*** Block opens ***

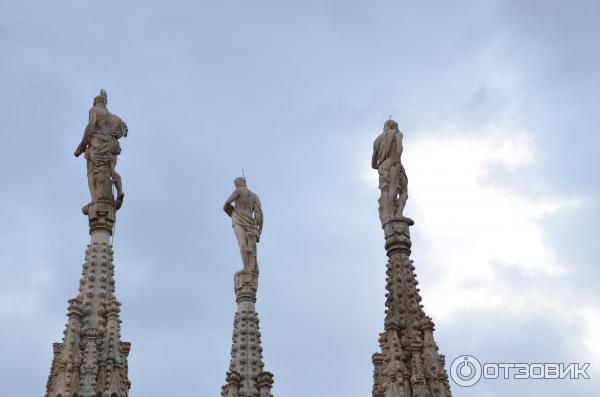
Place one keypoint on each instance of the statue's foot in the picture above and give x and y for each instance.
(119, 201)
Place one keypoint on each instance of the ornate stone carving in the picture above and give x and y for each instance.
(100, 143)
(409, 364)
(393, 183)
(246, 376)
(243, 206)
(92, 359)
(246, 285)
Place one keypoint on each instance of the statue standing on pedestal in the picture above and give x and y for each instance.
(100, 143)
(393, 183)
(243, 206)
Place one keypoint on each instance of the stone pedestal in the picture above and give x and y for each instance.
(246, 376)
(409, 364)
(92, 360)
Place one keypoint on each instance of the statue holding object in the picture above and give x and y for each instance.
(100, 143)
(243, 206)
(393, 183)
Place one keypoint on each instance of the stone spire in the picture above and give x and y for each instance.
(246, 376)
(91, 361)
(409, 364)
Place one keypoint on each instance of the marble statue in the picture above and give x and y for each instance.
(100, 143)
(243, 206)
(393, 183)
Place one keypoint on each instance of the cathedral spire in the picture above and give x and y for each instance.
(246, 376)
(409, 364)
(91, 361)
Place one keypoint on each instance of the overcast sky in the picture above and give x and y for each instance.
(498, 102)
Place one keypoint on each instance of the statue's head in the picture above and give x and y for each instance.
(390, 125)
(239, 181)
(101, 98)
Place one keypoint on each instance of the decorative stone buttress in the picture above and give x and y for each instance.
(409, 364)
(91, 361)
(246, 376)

*** Block closes ***

Work task —
Please transcribe all of the records above exactly, leaving out any pictures.

Task response —
Place one keypoint on each instance of the statue's foot in the picture above and give x and y for each instance.
(119, 201)
Place one keypoint on each instance of the ornate stone carving in the picture above and give x and y for each instance.
(100, 143)
(409, 364)
(393, 183)
(246, 376)
(243, 206)
(92, 359)
(246, 285)
Place one keypoint on each instance of the statue standing on pedestal in the picture above and give x and y for each instance.
(100, 143)
(393, 183)
(243, 206)
Place one keypoint on each instance of the stone pedestal in the picture above and give x and y for each instance.
(246, 376)
(409, 364)
(92, 360)
Place one keypoint on each instance of the statue holding object in the picture above and give x and y for each instance.
(100, 143)
(243, 206)
(393, 183)
Place one keypoint on each instance of the stone spire in the picture above and give x and y for each instance.
(246, 376)
(91, 361)
(409, 364)
Place one keypoint on each instance of the marble statue in the picture above and give x and y for each instance.
(100, 143)
(243, 206)
(393, 183)
Place one keypoint on each instance of the cathedral spire in the picture above and give x and y for each instance.
(246, 376)
(409, 364)
(91, 361)
Place one keypoint on each instance of the overcast sky in the picture above and give x and y for each instance.
(498, 102)
Place one keypoint on each instance of the statue's head in the picture above and give x and y for each instance.
(390, 125)
(239, 181)
(101, 98)
Place one keypoint on each instance of the decorative stone buttress in the picture above and give x and y for each instance.
(409, 364)
(91, 361)
(246, 376)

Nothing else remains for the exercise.